### [EXERCISES TO COMPLETE]
[1] Reproduce the passage on microbubble drug delivery verbatim, from "Ultrasound scanners often" to "drug delivery tool.".
[2] Condense the paragraph of the microbubble drug delivery text that begins "The investigators initially plan" into a short bulleted list that retains its main facts.

### [QUOTED PASSAGE]
-------
Ultrasound scanners often rely on tiny, gas-filled bubbles to sharpen the images they capture. But certain ultrasound signals are known to burst those bubbles. And now a cross-disciplinary team of researchers at Leeds University will explore whether the phenomenon can be put to use as a new drug delivery tool.
The investigators initially plan to load the bubbles up with tiny amounts of well known chemotherapy drugs to determine if they can nail down the kind of basic proof-of-concept data they need to demonstrate the promise of the delivery technology. Then they plan to widen their research horizon to include other drugs, including a novel drug now in development for colorectal cancer.
"A number of research teams are looking at possible uses for microbubbles, but with the breadth of expertise available at Leeds we're in a good position to make a breakthrough," Professor Stephen Evans tells The Engineer. "For the technique to be a viable clinical and commercial option, we not only need to find a reliable way to attach the drugs and antibodies, we also need to be able to manufacture the bubbles in sufficient numbers, of the right size and with consistent properties."
-------
### [DATASET RECORDS]
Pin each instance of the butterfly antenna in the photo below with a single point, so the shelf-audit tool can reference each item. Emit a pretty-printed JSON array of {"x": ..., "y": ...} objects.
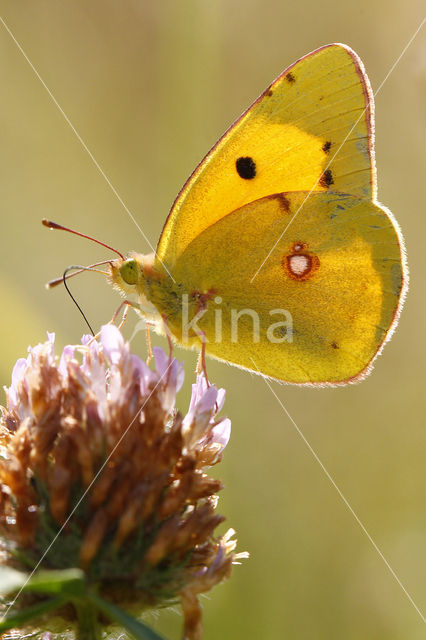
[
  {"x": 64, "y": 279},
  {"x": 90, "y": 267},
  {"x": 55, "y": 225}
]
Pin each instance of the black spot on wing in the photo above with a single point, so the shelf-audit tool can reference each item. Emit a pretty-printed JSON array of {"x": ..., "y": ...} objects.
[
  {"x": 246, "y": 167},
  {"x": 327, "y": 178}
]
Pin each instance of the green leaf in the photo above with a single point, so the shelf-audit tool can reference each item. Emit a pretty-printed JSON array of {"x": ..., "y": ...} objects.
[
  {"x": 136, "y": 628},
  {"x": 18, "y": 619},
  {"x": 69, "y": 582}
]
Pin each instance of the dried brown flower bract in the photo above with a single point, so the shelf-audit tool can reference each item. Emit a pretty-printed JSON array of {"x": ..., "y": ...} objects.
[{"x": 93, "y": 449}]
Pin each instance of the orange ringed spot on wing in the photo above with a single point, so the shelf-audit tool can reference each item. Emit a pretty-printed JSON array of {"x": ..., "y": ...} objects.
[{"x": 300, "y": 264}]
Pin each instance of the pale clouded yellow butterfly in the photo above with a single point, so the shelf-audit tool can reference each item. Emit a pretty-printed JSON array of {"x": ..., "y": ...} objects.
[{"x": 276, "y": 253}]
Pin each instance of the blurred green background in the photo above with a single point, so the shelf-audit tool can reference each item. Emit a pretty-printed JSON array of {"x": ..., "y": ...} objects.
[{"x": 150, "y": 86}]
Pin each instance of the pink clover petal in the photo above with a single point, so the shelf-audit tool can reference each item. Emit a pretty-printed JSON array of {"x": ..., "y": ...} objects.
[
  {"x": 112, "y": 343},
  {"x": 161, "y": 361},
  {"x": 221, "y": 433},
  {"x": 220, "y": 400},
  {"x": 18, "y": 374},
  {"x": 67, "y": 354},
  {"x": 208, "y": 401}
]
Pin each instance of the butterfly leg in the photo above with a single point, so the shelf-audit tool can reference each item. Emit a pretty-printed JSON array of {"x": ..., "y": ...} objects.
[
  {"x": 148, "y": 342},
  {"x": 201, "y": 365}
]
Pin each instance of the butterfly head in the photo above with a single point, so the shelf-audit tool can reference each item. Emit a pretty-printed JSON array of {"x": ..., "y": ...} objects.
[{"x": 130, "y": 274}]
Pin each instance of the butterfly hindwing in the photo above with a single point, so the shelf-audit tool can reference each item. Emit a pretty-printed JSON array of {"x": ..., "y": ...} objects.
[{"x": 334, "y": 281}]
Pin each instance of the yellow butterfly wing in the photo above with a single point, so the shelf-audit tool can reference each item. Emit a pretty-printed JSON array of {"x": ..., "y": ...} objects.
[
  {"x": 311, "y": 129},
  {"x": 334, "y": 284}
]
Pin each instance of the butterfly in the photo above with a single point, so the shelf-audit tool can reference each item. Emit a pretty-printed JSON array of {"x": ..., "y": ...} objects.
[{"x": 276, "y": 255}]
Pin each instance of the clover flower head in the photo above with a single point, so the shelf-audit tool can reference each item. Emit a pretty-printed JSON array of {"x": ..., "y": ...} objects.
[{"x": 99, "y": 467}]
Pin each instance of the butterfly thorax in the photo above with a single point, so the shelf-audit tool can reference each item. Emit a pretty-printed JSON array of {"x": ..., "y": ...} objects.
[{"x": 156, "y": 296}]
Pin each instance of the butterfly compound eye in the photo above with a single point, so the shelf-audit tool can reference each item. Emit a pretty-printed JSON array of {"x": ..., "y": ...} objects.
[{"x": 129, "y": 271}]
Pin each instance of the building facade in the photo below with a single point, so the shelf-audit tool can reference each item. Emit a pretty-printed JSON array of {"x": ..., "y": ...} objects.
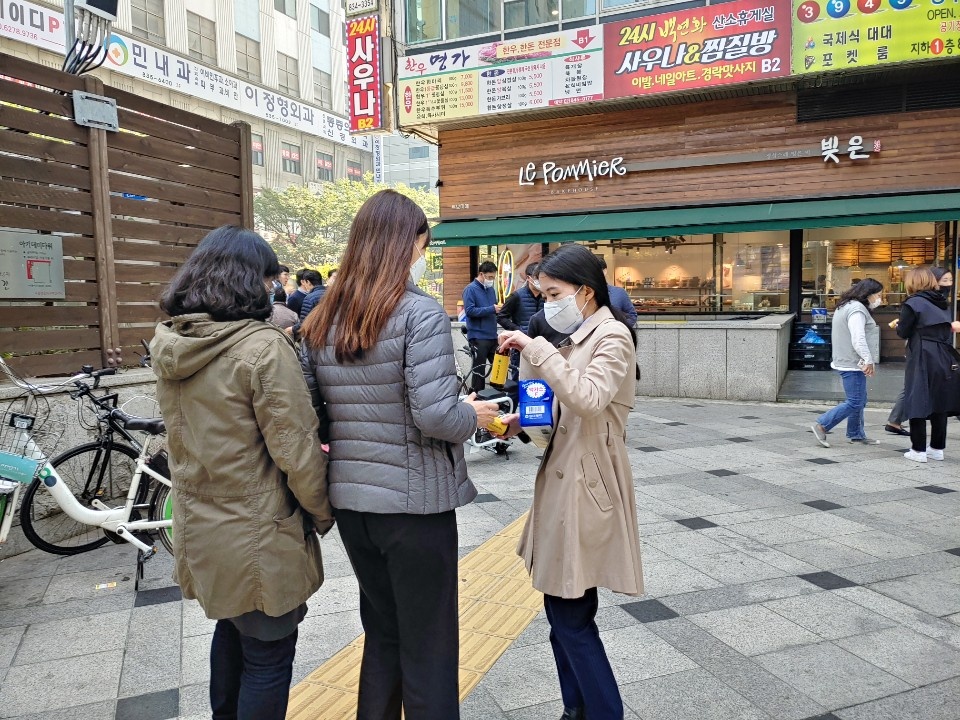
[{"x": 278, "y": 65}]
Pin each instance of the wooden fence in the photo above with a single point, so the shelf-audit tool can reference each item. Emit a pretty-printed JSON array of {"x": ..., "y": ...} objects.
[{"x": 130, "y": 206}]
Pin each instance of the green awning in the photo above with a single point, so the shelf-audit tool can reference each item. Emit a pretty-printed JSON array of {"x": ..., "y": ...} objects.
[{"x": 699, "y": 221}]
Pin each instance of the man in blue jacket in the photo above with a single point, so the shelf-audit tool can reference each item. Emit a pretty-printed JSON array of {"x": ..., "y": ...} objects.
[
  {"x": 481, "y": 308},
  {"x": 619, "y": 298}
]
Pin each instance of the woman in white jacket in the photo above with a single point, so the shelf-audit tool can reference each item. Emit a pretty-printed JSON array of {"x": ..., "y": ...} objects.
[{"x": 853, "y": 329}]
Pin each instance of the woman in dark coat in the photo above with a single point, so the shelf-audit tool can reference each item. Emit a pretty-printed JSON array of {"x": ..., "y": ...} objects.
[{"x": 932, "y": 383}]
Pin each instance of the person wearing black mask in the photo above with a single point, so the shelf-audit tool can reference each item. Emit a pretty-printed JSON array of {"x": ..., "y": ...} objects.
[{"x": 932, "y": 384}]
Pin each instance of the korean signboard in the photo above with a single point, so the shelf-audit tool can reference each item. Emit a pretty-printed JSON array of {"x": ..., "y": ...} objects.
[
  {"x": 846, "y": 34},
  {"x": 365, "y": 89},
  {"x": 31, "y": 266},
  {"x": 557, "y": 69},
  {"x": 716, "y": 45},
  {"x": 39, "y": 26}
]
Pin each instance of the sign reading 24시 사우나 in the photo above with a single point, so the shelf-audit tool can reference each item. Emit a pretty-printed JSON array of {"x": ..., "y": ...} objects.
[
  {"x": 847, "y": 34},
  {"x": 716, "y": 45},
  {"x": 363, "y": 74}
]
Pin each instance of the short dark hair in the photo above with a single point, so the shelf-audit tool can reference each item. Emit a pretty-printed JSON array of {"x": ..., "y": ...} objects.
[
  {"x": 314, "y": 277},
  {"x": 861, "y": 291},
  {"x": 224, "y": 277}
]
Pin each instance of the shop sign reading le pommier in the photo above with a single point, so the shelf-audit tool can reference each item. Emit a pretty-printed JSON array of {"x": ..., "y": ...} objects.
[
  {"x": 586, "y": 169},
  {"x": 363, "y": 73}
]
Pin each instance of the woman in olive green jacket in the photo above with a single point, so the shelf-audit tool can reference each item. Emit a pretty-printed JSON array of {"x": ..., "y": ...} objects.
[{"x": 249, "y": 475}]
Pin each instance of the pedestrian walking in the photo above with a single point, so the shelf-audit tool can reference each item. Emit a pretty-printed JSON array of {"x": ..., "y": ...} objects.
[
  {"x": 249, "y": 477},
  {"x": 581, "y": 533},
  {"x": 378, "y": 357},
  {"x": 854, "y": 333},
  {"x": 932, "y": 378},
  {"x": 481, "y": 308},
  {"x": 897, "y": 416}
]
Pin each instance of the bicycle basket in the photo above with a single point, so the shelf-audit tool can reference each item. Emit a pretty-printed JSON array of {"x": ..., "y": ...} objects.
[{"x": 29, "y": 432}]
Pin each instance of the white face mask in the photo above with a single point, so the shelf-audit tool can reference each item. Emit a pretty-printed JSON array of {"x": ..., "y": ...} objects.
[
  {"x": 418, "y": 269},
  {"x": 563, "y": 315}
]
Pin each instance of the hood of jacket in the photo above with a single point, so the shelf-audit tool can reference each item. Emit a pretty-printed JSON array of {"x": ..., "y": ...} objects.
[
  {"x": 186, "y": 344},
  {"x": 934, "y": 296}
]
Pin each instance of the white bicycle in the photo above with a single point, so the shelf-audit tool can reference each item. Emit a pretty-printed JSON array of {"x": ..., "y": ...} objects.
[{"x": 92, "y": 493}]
-------
### [WRITTEN RESPONSES]
[1]
Ultrasound scanners often rely on tiny, gas-filled bubbles to sharpen the images they capture. But certain ultrasound signals are known to burst those bubbles. And now a cross-disciplinary team of researchers at Leeds University will explore whether the phenomenon can be put to use as a new drug delivery tool.

[2]
- The researchers will first load the bubbles with small amounts of well-known chemotherapy drugs.
- This stage aims to produce basic proof-of-concept data showing the promise of the delivery technology.
- They then intend to extend the work to other drugs, including a novel drug in development for colorectal cancer.